### [TASK DESCRIPTION]
The pictures are to be omitted when the entries are reproduced exactly.

DATA FOR THIS EXERCISE: Begin

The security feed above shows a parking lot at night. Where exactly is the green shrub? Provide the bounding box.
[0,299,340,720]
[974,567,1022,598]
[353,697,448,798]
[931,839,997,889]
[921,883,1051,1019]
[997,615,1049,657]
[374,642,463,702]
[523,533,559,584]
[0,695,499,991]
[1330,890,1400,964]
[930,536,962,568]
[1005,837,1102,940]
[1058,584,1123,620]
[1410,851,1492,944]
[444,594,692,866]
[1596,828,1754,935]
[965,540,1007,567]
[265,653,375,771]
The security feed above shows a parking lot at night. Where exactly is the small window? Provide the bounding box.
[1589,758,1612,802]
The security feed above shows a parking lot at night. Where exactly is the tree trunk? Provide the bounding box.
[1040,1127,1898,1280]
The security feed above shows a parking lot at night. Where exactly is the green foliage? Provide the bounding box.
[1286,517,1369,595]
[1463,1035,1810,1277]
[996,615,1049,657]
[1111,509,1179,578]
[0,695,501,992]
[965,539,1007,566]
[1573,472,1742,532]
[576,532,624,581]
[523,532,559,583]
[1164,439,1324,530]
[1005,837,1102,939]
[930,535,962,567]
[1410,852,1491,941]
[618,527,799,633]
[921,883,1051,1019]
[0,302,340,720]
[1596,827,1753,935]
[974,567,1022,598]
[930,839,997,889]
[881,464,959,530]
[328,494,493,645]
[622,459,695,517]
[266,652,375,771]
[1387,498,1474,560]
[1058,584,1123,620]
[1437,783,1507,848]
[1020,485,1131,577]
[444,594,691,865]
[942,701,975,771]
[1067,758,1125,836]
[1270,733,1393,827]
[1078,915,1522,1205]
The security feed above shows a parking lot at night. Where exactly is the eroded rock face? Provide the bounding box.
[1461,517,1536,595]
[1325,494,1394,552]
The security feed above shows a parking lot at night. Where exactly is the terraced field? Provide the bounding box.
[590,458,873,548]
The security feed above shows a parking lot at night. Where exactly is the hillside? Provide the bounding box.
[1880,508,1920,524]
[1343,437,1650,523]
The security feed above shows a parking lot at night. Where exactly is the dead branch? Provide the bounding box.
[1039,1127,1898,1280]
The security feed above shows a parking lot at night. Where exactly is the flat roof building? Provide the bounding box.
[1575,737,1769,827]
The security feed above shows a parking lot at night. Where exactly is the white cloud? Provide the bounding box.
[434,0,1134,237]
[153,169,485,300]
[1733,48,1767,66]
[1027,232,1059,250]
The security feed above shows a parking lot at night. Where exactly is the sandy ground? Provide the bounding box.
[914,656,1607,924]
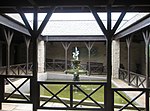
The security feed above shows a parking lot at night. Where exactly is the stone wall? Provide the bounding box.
[46,42,106,65]
[38,40,45,73]
[17,43,26,63]
[112,40,120,78]
[0,39,147,77]
[120,41,145,74]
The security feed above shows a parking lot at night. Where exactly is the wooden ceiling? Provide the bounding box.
[0,0,150,13]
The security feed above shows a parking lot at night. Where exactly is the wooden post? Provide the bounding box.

DATA FOR THIS EXERCISE: End

### [OUTPUT FOR THIS TASK]
The security feed above shows a parking lot at night. Where exactly is the green shrub? Provide the bounding box.
[0,299,340,720]
[974,567,1022,598]
[353,697,448,798]
[931,839,997,889]
[921,883,1051,1019]
[997,615,1049,657]
[374,642,463,702]
[523,533,559,584]
[0,695,499,991]
[1330,890,1400,964]
[930,536,962,568]
[1005,837,1102,940]
[1058,584,1123,620]
[1410,851,1492,944]
[444,594,692,866]
[1596,828,1754,935]
[965,540,1007,567]
[265,653,375,771]
The security feed above shows a parking lot at night. Where exactly is the small window? Provide the bounding box.
[1589,758,1612,802]
The security feed above shows a parking lot at night. Where exactly is the tree trunk? Provide the bounding box.
[1040,1127,1898,1280]
The security feed above shows a parking lot at night. Where exactly is the green foliage? Provide the bounding box.
[1286,517,1369,595]
[1463,1035,1810,1277]
[996,615,1049,657]
[1111,509,1179,578]
[0,695,501,992]
[965,539,1007,566]
[1573,472,1742,532]
[576,532,624,581]
[523,532,559,583]
[1164,439,1324,530]
[1005,837,1102,939]
[930,535,962,567]
[1410,852,1491,941]
[618,527,799,633]
[921,883,1051,1019]
[0,302,340,720]
[1596,827,1753,935]
[974,567,1022,598]
[930,839,997,889]
[881,464,959,530]
[328,494,493,645]
[622,459,695,517]
[266,652,375,771]
[1387,498,1474,560]
[1058,584,1123,620]
[1437,783,1507,848]
[1020,485,1131,577]
[444,594,691,865]
[942,701,975,771]
[1067,758,1125,836]
[1270,733,1393,827]
[1078,915,1522,1205]
The security feed above shows a parking lot at night. Where exactly is the eroded rock face? Provide the bounding box.
[1461,517,1536,595]
[1325,494,1394,552]
The security feed above shows a parking lot at night. Where exactly is the terraced field? Provide the bounding box.
[590,458,873,548]
The security feed above shows a parking lot at night. Where exactly is the hillside? Provide the bounding box.
[1880,508,1920,524]
[1343,437,1650,523]
The security feed above shows a parking lot at night. Where exactly is the dead branch? Provide the bounding box.
[1039,1127,1898,1280]
The security feed above shows a parking lot at night. Where exactly is the flat roof building? Provide the bounding box.
[1575,737,1769,827]
The security feed above shows a parking lot at night. Where exactly is the white cloud? Provide the bounding box.
[434,0,1134,237]
[153,169,485,300]
[1733,48,1767,66]
[1027,232,1059,250]
The security feed above shows a parking lot at night. Where exactly is the sandy ground? Provide the bounding box.
[914,656,1607,924]
The security feed above shows a parking lot at night. Where exactly is the stone wall? Provide the bounding box.
[46,42,106,65]
[38,40,45,73]
[17,43,26,63]
[112,40,120,78]
[0,39,147,77]
[120,41,145,74]
The security feed above shows a parking lot at night. Where exactly is the wooden ceiling? Provide the bounding box.
[0,0,150,13]
The security feed above shows a parking lot at night. Where exactly is the wooden post? Provide the bounding box.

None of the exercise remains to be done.